AIM OF THE TASK - Every record must be restated exactly. Drop the images.
[Opening EXERCISE INPUT section]
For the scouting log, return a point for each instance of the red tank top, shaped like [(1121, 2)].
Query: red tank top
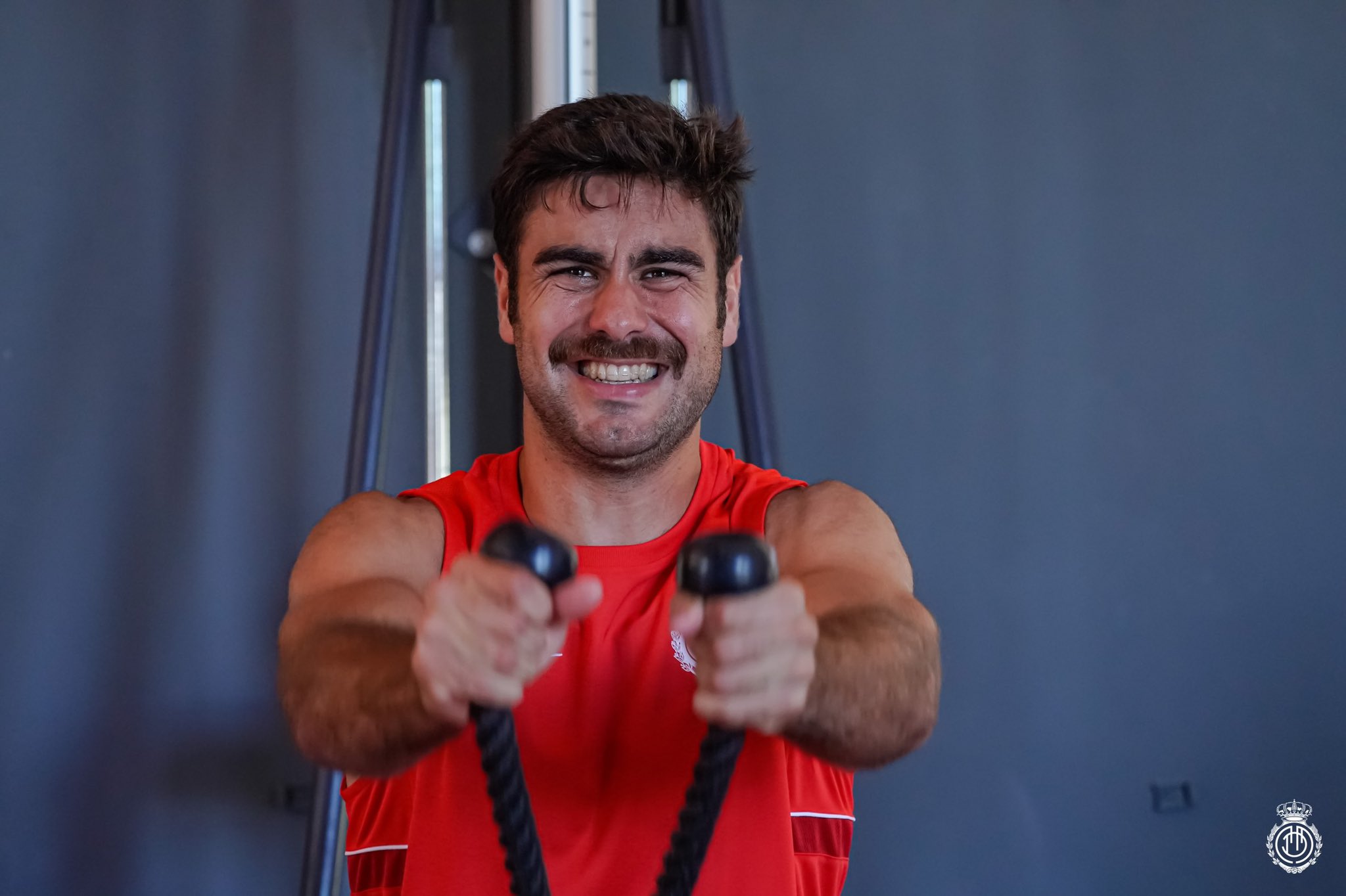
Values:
[(607, 739)]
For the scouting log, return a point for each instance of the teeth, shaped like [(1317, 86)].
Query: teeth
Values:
[(618, 373)]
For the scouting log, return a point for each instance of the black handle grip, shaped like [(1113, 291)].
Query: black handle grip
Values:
[(723, 564), (536, 549), (730, 563), (553, 562)]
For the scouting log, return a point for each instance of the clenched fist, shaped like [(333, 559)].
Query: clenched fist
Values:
[(488, 630), (754, 656)]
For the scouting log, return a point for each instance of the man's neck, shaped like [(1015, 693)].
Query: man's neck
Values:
[(587, 506)]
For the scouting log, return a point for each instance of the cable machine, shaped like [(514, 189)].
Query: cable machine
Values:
[(560, 41)]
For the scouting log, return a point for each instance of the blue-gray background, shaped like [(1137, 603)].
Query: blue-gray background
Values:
[(1059, 284)]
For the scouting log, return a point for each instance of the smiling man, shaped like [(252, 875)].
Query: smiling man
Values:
[(617, 283)]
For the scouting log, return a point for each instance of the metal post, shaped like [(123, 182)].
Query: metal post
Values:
[(407, 46), (563, 53), (438, 459)]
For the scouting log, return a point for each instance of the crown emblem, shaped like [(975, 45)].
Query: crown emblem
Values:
[(1294, 810)]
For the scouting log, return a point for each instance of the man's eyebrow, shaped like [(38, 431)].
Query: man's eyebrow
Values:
[(578, 255), (668, 256)]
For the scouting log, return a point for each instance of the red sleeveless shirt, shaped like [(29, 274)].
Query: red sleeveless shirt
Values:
[(607, 739)]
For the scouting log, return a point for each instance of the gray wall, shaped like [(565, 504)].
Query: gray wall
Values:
[(1058, 284)]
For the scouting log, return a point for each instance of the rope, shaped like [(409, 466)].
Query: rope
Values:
[(696, 822), (509, 802)]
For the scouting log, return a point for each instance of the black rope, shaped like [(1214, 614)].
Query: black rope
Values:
[(696, 822), (509, 802)]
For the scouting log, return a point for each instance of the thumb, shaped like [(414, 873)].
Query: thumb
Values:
[(576, 598), (685, 614)]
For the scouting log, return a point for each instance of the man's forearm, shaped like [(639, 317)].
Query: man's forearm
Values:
[(875, 690), (353, 702)]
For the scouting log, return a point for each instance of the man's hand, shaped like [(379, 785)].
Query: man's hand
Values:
[(489, 629), (754, 656)]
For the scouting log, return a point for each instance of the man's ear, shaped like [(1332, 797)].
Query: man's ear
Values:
[(733, 280), (507, 328)]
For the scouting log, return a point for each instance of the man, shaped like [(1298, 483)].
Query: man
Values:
[(618, 286)]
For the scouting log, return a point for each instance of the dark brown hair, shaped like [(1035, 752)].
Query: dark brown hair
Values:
[(628, 136)]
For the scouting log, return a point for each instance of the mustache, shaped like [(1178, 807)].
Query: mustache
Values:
[(599, 347)]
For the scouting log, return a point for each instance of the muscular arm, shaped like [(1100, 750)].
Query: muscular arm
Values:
[(345, 671), (875, 689)]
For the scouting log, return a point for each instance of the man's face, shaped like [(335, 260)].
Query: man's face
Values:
[(615, 332)]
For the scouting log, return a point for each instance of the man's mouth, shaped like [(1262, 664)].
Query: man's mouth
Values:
[(618, 373)]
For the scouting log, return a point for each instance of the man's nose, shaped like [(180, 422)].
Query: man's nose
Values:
[(618, 310)]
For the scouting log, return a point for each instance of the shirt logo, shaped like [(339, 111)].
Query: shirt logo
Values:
[(684, 657), (1294, 844)]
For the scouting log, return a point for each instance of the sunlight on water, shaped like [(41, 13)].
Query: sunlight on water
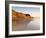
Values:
[(26, 25)]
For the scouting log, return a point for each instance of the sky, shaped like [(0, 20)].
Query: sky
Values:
[(33, 11)]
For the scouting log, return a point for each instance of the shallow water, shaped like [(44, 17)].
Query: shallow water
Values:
[(26, 25)]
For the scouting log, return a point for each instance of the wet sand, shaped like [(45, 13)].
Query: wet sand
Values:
[(26, 25)]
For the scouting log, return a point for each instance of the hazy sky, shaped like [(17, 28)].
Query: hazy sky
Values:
[(34, 11)]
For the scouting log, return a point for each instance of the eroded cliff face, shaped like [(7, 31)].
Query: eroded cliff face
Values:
[(20, 16)]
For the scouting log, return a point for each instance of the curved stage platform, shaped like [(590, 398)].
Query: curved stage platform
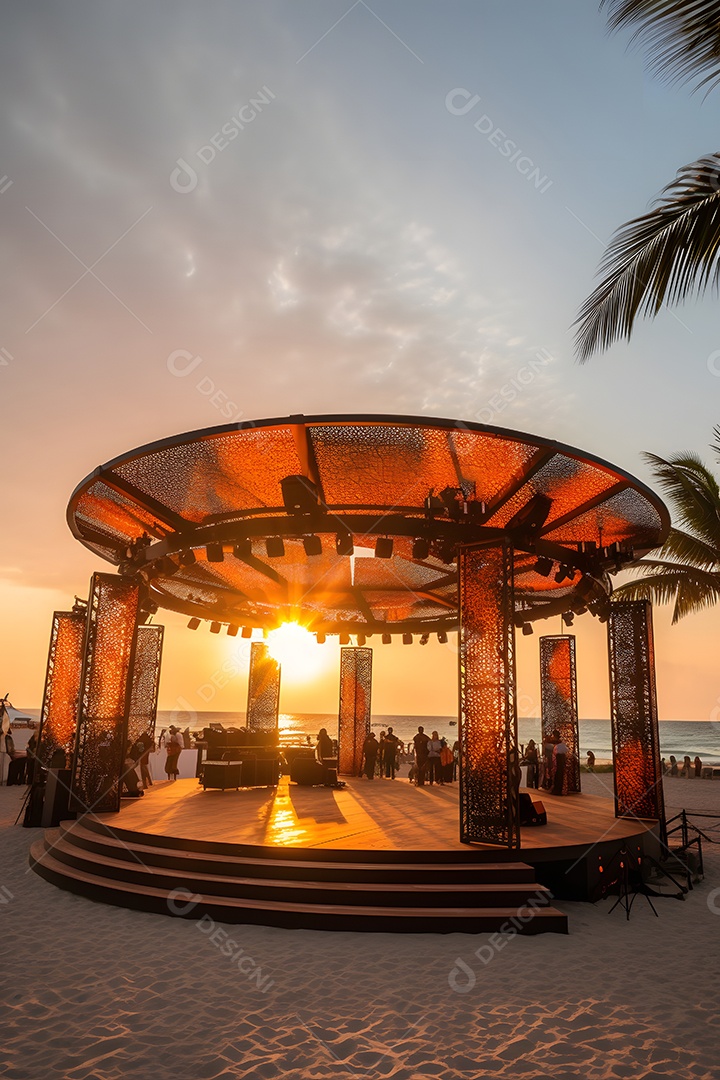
[Closing EXERCISE INPUT section]
EXERCISE SOLUTION -
For the scouting log, return a point for each instance of the red tank top, shaped like [(1121, 2)].
Query: red tank top
Values:
[(607, 739)]
For the scouting log, return a point for each instance of the teeth, shaped like [(1317, 86)].
Query: teeth
Values:
[(618, 373)]
For the scouting log, return a point for each instance of the black handle grip, shaped like [(1113, 291)].
Query: black handle grip
Values:
[(723, 564), (536, 549), (730, 563), (553, 562)]
For the scouting log, return a point for each instance of the clenched fist, shaped like [(333, 559)].
Query: clenched fist
Values:
[(488, 630), (754, 656)]
For the scouting log, return a point for each instance of the man's neck, shaped like [(1015, 693)].
Query: man's neck
Values:
[(587, 506)]
For the scouting log, return a point for each instance of the cable machine, shaped like [(514, 189)].
Query: cable machine
Values:
[(560, 41)]
For the scouting log, return a point for each instance of the blue-gray background, shaped like [(1137, 603)].
Query: blue-gray background
Values:
[(1059, 284)]
For the scouting log, return a point for each instance of the smiling man, shaped like [(252, 875)].
Query: smiling man
Values:
[(617, 283)]
For the scouting log, return a point for each instance of the metal post, shaped like [(123, 182)].
Query: metal post
Values:
[(407, 46), (563, 53), (438, 459)]
For the scouting log, return a point for each instance of the crown emblem, shaped like [(975, 45)].
Query: crown emblem
Values:
[(1294, 810)]
For the scouting log, return a point for each instance of the man's eyebrow, shaped like [(38, 431)].
Query: man's eyebrow
Values:
[(578, 255), (668, 256)]
For the scouting log, return a point for each instance of the red sleeveless shirt, shaped like [(29, 274)].
Query: red sleeveless shirt
Values:
[(607, 739)]
For the scouting log, return a point for each instance of the gray wall, shaped like [(565, 504)].
Query: gray wall
Values:
[(1058, 284)]
For the scouting log, return a point for each instance of the rope, shaped like [(409, 466)].
Query: rope
Values:
[(696, 822), (509, 802)]
For the scouting log, return a point for each instance of the black rope, shaped like [(1214, 614)].
Query: black rope
Values:
[(696, 822), (509, 802)]
For the scouting log, return a point for each instance of the thumb, shaped like [(414, 873)].
Query: thumb
Values:
[(576, 598), (685, 614)]
For the scouting log, return a point for each instance of the man's forearm, shaped like [(639, 317)].
Query: man's forearm
Values:
[(875, 690), (353, 702)]
For the scouting log, return a point for each instance of the man's hand, shaped like [(379, 785)].
Query: man's hand
Values:
[(489, 629), (754, 656)]
For the scouting log, return a point for each instance of the man's ear, shaped like [(1332, 797)].
Query: man's ear
Values:
[(733, 280), (507, 328)]
For the scouting log, return a point for each instance of the man, shaped like [(1298, 483)].
Query: man
Values:
[(618, 286)]
For the scouting log, return a point for each instance of the dark brown hair, shaped like [(1035, 752)].
Query: dark brown hair
Values:
[(628, 136)]
For the scouting log, return a point for each instance of the mustache, shaped like [(1178, 807)].
Query: mustache
Values:
[(599, 347)]
For the scouting log, return a point for each instance of the muscular arm, shaped like [(1100, 750)].
Query: muscular arm
Values:
[(345, 671), (875, 689)]
For the scouting log, return a point for each instance of the man's face, shaped like [(335, 260)].
Query: man's face
Values:
[(615, 332)]
For the scouting log, return a point for each instance of the man's mouth, shaped like [(1262, 664)].
Query: man's mouth
Values:
[(618, 373)]
For the scouting log, return a point for each instance of the man's nose, shaped like [(180, 422)].
Query: man's nose
Values:
[(618, 310)]
For the scouting log, return a point for each instance of the shirt logo, shaped like [(339, 111)].
Query: shirt logo
Values:
[(684, 657), (1294, 844)]
For the scouting log, return a point for each instance of the sunlight on water, shaped like [(41, 13)].
Query: sunlight on water
Values:
[(26, 25)]
For the scouting log, return a point for each instance of the sky, shaped like [(0, 20)].
Query: sky
Values:
[(33, 11)]
For the scouting log, return a point for each instance of the shallow water, shaped like [(44, 17)].
Query: shallow water
Values:
[(26, 25)]
For the scouting log, return a point for each instance of the wet sand, shaped like [(45, 13)].
Query: wet sand
Values:
[(26, 25)]
For the scouting log, return a point for each instance of the hazy sky, shaped like [(17, 28)].
Query: hazy sky
Values:
[(34, 11)]
For the scouting log, return a point for each instance of the eroded cliff face, shaped like [(7, 31)].
Query: eroded cliff face
Values:
[(20, 16)]
For the scouting log, return a point for each instance of the curved stage platform, shaped like [(590, 398)].
Query: curved stage platform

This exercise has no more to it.